**** GIVEN PASSAGE ****

Monday, February 2, 2009

Michael Phelps (may have) Drank the Bong Water

Mr Phelps, Olympic swimming multi- gold medal winner, has been busted with a bong up his face smoking marijuana.

He has apologized, said he regrets it, it was stupid, etc. I give him credit for admitting to it straight up. I have heard plenty of public people try to say, ''uh, yeah that is me but I didn't inhale''. And I agree, that was really stupid. In my opinion though, the colossally stupid part is getting caught. Getting caught with the bong covering your mouth. Come on! This guy has been photographed all over the world. He has been hunted by reporters and 'paparazzi' everywhere he goes. He has had people live outside his house waiting to take just one photo. Stalked. Hunted. Followed. I mean, I have never seen a picture of him digging out his nose or picking his underwear out of his butt or flipping someone off. He knows enough not to do those things in front of a camera!

**** SUPPLIED INFORMATION ****

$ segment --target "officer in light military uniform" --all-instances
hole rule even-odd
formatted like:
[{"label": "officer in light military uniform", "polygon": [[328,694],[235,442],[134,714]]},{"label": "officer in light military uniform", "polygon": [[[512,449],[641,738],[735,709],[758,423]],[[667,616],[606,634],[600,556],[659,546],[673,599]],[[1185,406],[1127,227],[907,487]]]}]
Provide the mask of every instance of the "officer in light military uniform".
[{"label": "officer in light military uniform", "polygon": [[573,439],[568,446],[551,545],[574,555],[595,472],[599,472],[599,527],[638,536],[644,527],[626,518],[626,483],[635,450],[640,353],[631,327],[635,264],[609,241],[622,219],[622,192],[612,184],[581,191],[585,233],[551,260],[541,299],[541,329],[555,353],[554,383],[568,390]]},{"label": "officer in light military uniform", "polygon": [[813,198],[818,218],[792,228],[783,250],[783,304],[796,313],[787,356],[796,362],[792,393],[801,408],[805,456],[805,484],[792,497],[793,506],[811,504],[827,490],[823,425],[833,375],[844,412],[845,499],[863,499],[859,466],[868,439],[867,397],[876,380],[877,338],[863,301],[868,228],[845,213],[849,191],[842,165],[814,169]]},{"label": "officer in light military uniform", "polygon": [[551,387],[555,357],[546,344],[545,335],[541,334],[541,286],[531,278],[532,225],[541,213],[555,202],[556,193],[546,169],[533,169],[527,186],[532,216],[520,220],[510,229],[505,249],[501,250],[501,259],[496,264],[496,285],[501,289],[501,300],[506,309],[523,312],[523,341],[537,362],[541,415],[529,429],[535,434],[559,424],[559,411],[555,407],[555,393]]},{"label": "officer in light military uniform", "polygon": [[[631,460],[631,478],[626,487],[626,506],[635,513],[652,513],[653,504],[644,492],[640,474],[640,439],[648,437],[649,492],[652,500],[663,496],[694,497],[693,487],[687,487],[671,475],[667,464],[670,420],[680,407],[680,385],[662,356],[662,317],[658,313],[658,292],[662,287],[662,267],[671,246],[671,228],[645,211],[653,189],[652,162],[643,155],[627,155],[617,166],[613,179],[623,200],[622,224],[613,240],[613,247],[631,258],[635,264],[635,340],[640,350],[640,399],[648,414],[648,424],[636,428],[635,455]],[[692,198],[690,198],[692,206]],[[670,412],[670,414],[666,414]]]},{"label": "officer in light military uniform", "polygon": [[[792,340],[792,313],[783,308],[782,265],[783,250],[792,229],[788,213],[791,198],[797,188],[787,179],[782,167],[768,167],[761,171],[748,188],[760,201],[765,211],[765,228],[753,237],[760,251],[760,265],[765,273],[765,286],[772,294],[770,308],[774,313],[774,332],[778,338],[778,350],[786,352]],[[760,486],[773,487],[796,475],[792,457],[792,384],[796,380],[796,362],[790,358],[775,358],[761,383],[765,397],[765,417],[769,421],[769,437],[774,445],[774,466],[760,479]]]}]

****

Decide whether each statement below agrees with the Michael Phelps post above, answering yes or no and quoting the words from the post that settle it. 1. Phelps has apologized. 2. The writer considers smoking marijuana itself the most stupid part. 3. The writer has seen a picture of Phelps flipping someone off.

1. Yes: "He has apologized, said he regrets it, it was stupid, etc."
2. No: "In my opinion though, the colossally stupid part is getting caught."
3. No: "I have never seen a picture of him digging out his nose or picking his underwear out of his butt or flipping someone off."